REQUIREMENT
Rewrite every line of all the items below as a Markdown table with two columns, "Row" for the row number and "Line" for the line itself, and leave out blank lines. Do not include the pictures.

GIVEN DATA
•••••

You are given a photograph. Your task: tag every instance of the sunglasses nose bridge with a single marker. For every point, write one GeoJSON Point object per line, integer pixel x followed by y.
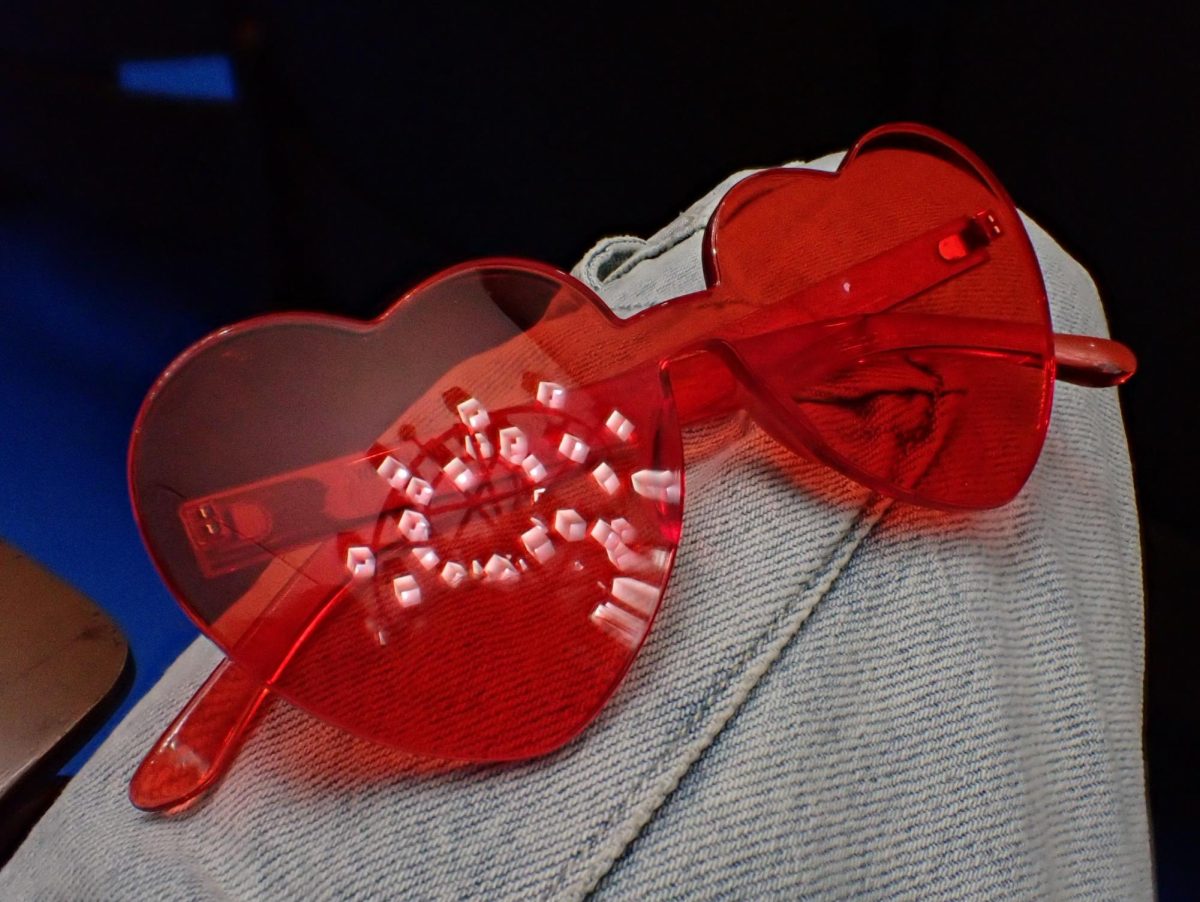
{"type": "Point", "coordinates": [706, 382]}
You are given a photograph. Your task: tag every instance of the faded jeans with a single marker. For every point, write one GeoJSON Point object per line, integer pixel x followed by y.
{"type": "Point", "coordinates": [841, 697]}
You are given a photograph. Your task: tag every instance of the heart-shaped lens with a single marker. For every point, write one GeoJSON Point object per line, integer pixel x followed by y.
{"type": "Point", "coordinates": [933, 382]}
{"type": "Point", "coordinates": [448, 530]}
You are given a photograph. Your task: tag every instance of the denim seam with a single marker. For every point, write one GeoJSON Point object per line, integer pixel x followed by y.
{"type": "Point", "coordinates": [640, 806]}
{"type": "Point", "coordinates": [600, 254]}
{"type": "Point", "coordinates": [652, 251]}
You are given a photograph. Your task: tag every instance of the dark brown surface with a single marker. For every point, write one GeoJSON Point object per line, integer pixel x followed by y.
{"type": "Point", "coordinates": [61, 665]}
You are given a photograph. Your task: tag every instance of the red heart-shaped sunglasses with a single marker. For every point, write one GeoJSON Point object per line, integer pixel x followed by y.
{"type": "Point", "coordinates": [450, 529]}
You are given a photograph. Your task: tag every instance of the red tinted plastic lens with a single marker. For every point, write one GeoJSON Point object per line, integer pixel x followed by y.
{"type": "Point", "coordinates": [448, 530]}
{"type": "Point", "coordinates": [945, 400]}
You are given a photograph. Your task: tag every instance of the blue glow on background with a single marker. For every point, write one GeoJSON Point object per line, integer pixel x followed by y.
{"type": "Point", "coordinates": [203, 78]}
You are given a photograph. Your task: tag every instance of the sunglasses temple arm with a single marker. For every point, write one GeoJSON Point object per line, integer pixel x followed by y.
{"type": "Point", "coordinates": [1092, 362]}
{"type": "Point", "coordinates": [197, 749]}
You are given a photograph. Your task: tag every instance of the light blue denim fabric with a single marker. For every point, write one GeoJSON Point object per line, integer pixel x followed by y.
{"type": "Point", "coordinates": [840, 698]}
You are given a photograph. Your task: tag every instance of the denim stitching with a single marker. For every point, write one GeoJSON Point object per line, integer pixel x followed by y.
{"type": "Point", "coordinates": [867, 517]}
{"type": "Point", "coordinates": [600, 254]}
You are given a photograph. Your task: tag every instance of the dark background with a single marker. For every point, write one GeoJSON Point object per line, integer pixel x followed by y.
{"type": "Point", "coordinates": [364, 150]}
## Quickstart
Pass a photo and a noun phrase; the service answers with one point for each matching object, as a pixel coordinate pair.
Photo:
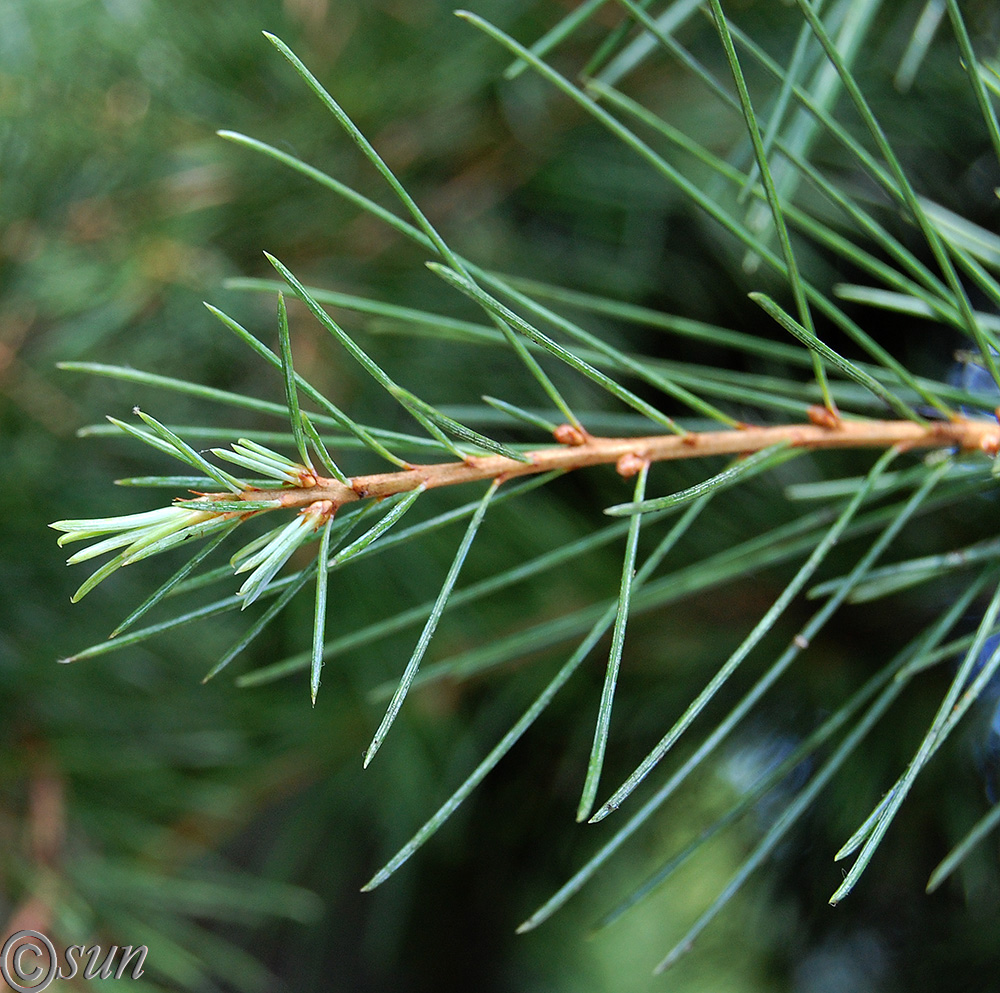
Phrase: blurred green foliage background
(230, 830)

•••••

RESULT OF THIS EXERCISE
| Row | Line |
|---|---|
| 1 | You are given a photograph. Your task: tag every instance of the sunglasses nose bridge with a single marker. For every point, write one GeoJSON Point object per line, integer pixel x followed by y. |
| 2 | {"type": "Point", "coordinates": [706, 382]} |
| 3 | You are given a photograph. Your task: tag every instance of the faded jeans with a single marker. For every point, write one GeoJSON Point object per line, integer pixel x followed by y. |
| 4 | {"type": "Point", "coordinates": [841, 697]} |
| 5 | You are given a photograph. Your task: tag every instance of the heart-shaped lens with a single marker. For every point, write one GeoJSON Point object per line, integer pixel x followed by y. |
| 6 | {"type": "Point", "coordinates": [933, 382]} |
| 7 | {"type": "Point", "coordinates": [448, 530]} |
| 8 | You are given a photograph. Your task: tag every instance of the denim seam with a single marker. For every point, write one GeoJSON Point object per line, integer pixel x followed by y. |
| 9 | {"type": "Point", "coordinates": [640, 806]} |
| 10 | {"type": "Point", "coordinates": [600, 254]} |
| 11 | {"type": "Point", "coordinates": [652, 251]} |
| 12 | You are given a photograph. Your task: tag every instance of the dark brown surface with a single marker. For every point, write one GeoJSON Point object per line, integer pixel x followed by y. |
| 13 | {"type": "Point", "coordinates": [61, 665]} |
| 14 | You are given a photograph. Your task: tag every instance of the red heart-shaped sunglasses with a single marker. For every point, write one GeoJSON Point object per line, integer pixel x followed by y. |
| 15 | {"type": "Point", "coordinates": [450, 529]} |
| 16 | You are given a photograph. Your task: tag every instance of the red tinted plastic lens with a single marker. For every point, write one GeoJSON Point object per line, integer pixel x followed by y. |
| 17 | {"type": "Point", "coordinates": [448, 530]} |
| 18 | {"type": "Point", "coordinates": [945, 400]} |
| 19 | You are given a photograph. Your task: tag every instance of the blue glow on background with a single marker. For every point, write one GeoJSON Point object per line, integer pixel x followed by y. |
| 20 | {"type": "Point", "coordinates": [203, 78]} |
| 21 | You are given a photograph. Your task: tag every instance of the sunglasses temple arm with a single marker. For every point, write one GeoJSON Point object per line, integer pixel x followed by y. |
| 22 | {"type": "Point", "coordinates": [1092, 362]} |
| 23 | {"type": "Point", "coordinates": [197, 749]} |
| 24 | You are given a photograph. Your task: tag every instance of the light blue denim fabric with a single marker. For every point, write one GeoJSON Point object per line, integer pixel x followed by y. |
| 25 | {"type": "Point", "coordinates": [840, 698]} |
| 26 | You are given a photograph. Your task: tag every instance of the denim stitching with a single marker. For every point, write one GeoJSON Point object per line, integer pixel x followed by y. |
| 27 | {"type": "Point", "coordinates": [867, 517]} |
| 28 | {"type": "Point", "coordinates": [600, 254]} |
| 29 | You are given a photograph. Your task: tag every instance of the dark background with a single marker. For every point, write one GeoJSON Point object per line, integer pixel x followed by y. |
| 30 | {"type": "Point", "coordinates": [364, 150]} |
| 31 | ## Quickstart |
| 32 | Pass a photo and a noun phrase; the service answers with one point for each matching object, as a pixel coordinate pair. |
| 33 | Photo: |
| 34 | Phrase: blurred green foliage background |
| 35 | (230, 830) |